### OBJECTIVE
An exact copy of all the data is required, with pictures left out.

[Data records]
★ ★ ★ ★ ★

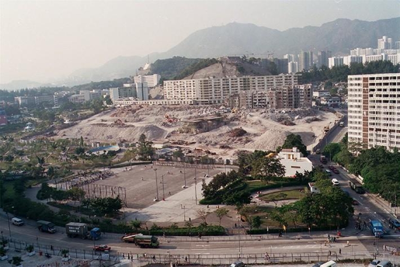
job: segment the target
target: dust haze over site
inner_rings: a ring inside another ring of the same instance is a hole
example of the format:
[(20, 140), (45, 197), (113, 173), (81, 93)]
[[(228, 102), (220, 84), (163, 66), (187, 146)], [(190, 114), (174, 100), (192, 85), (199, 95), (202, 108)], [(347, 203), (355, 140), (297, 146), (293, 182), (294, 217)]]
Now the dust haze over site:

★ ★ ★ ★ ★

### ANSWER FOR THIS EXERCISE
job: segment the target
target: dust haze over site
inner_rings: a ring inside another ring of the same instance is a hole
example of the format:
[(20, 140), (45, 197), (113, 173), (81, 93)]
[[(228, 102), (220, 84), (163, 66), (187, 146)], [(190, 114), (174, 100), (192, 85), (199, 95), (202, 108)], [(347, 203), (355, 140), (297, 146), (293, 182), (294, 217)]]
Now the dust haze over site:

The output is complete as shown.